# PROMPT
Scan the data for "bounding" and copy each matching line.

- - - - - - -

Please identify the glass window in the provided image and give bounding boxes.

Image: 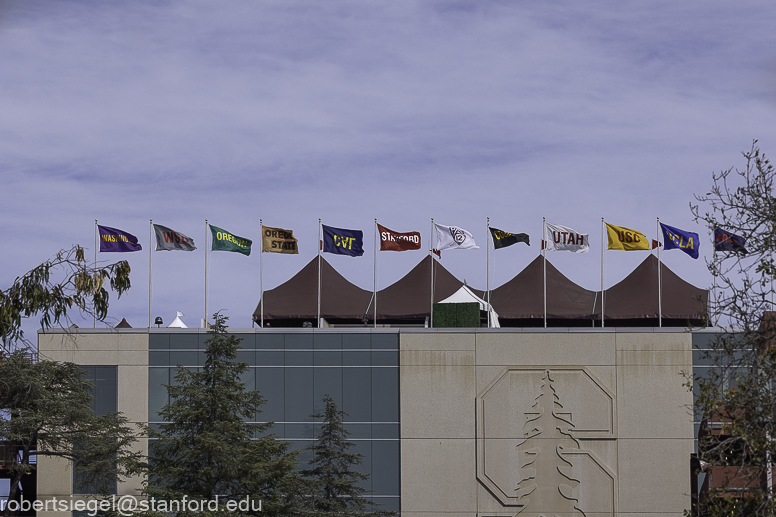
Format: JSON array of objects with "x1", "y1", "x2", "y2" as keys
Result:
[
  {"x1": 343, "y1": 351, "x2": 370, "y2": 366},
  {"x1": 372, "y1": 424, "x2": 399, "y2": 439},
  {"x1": 343, "y1": 423, "x2": 371, "y2": 439},
  {"x1": 343, "y1": 368, "x2": 371, "y2": 422},
  {"x1": 314, "y1": 334, "x2": 342, "y2": 349},
  {"x1": 234, "y1": 333, "x2": 256, "y2": 349},
  {"x1": 286, "y1": 350, "x2": 313, "y2": 366},
  {"x1": 372, "y1": 368, "x2": 399, "y2": 422},
  {"x1": 169, "y1": 351, "x2": 200, "y2": 367},
  {"x1": 148, "y1": 368, "x2": 169, "y2": 421},
  {"x1": 256, "y1": 368, "x2": 284, "y2": 423},
  {"x1": 371, "y1": 440, "x2": 400, "y2": 496},
  {"x1": 343, "y1": 334, "x2": 371, "y2": 349},
  {"x1": 351, "y1": 440, "x2": 371, "y2": 491},
  {"x1": 371, "y1": 334, "x2": 398, "y2": 350},
  {"x1": 285, "y1": 334, "x2": 313, "y2": 349},
  {"x1": 285, "y1": 369, "x2": 313, "y2": 422},
  {"x1": 149, "y1": 334, "x2": 170, "y2": 349},
  {"x1": 236, "y1": 350, "x2": 256, "y2": 365},
  {"x1": 313, "y1": 368, "x2": 343, "y2": 411},
  {"x1": 256, "y1": 333, "x2": 284, "y2": 349},
  {"x1": 371, "y1": 351, "x2": 398, "y2": 366},
  {"x1": 256, "y1": 351, "x2": 284, "y2": 366},
  {"x1": 314, "y1": 351, "x2": 342, "y2": 366},
  {"x1": 149, "y1": 351, "x2": 170, "y2": 366},
  {"x1": 169, "y1": 334, "x2": 198, "y2": 349}
]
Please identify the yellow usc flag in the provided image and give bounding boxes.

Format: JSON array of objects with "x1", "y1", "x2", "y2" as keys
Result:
[
  {"x1": 261, "y1": 225, "x2": 299, "y2": 254},
  {"x1": 606, "y1": 223, "x2": 650, "y2": 251}
]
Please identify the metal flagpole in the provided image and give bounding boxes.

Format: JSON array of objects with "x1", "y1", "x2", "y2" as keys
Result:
[
  {"x1": 486, "y1": 217, "x2": 490, "y2": 329},
  {"x1": 543, "y1": 217, "x2": 547, "y2": 328},
  {"x1": 94, "y1": 219, "x2": 98, "y2": 328},
  {"x1": 149, "y1": 219, "x2": 153, "y2": 328},
  {"x1": 374, "y1": 218, "x2": 378, "y2": 328},
  {"x1": 260, "y1": 219, "x2": 264, "y2": 329},
  {"x1": 317, "y1": 218, "x2": 322, "y2": 328},
  {"x1": 430, "y1": 218, "x2": 434, "y2": 328},
  {"x1": 713, "y1": 249, "x2": 717, "y2": 326},
  {"x1": 601, "y1": 217, "x2": 605, "y2": 328},
  {"x1": 657, "y1": 217, "x2": 662, "y2": 328},
  {"x1": 204, "y1": 219, "x2": 209, "y2": 327}
]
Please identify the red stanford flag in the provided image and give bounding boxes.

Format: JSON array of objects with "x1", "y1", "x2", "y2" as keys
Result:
[
  {"x1": 544, "y1": 222, "x2": 589, "y2": 253},
  {"x1": 378, "y1": 223, "x2": 421, "y2": 251}
]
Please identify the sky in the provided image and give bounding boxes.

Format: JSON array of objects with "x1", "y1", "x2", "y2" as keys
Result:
[{"x1": 2, "y1": 0, "x2": 775, "y2": 333}]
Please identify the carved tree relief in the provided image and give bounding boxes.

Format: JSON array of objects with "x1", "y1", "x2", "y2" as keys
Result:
[{"x1": 515, "y1": 370, "x2": 585, "y2": 516}]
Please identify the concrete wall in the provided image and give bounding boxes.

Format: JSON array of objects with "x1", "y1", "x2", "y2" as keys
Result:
[
  {"x1": 37, "y1": 329, "x2": 149, "y2": 517},
  {"x1": 399, "y1": 329, "x2": 695, "y2": 517}
]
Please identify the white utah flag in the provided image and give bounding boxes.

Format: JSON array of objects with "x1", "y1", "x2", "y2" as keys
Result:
[
  {"x1": 434, "y1": 223, "x2": 479, "y2": 251},
  {"x1": 544, "y1": 222, "x2": 589, "y2": 253}
]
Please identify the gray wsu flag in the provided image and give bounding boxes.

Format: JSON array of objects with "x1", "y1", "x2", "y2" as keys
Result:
[{"x1": 154, "y1": 224, "x2": 197, "y2": 251}]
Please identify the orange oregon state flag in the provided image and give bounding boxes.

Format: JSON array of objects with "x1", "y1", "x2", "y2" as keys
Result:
[
  {"x1": 378, "y1": 223, "x2": 421, "y2": 251},
  {"x1": 606, "y1": 223, "x2": 650, "y2": 251}
]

- - - - - - -

# YOUR RESPONSE
Please identify the glass window in the provided image and give bounding boxes.
Please identify the yellow usc flag in the provided image and give bounding boxes.
Please identify the metal flagpole in the provided image and give bounding boxes.
Please identify the red stanford flag in the provided image and give bounding boxes.
Please identify the sky in the provided image and give bounding boxes.
Please identify the carved tree relief in the provided image and give bounding boxes.
Please identify the concrete wall in the provided image and give bounding boxes.
Please identify the white utah flag in the provided image and give bounding boxes.
Please identify the gray wsu flag in the provided image and give bounding boxes.
Please identify the orange oregon state flag in the provided image and give bounding boxes.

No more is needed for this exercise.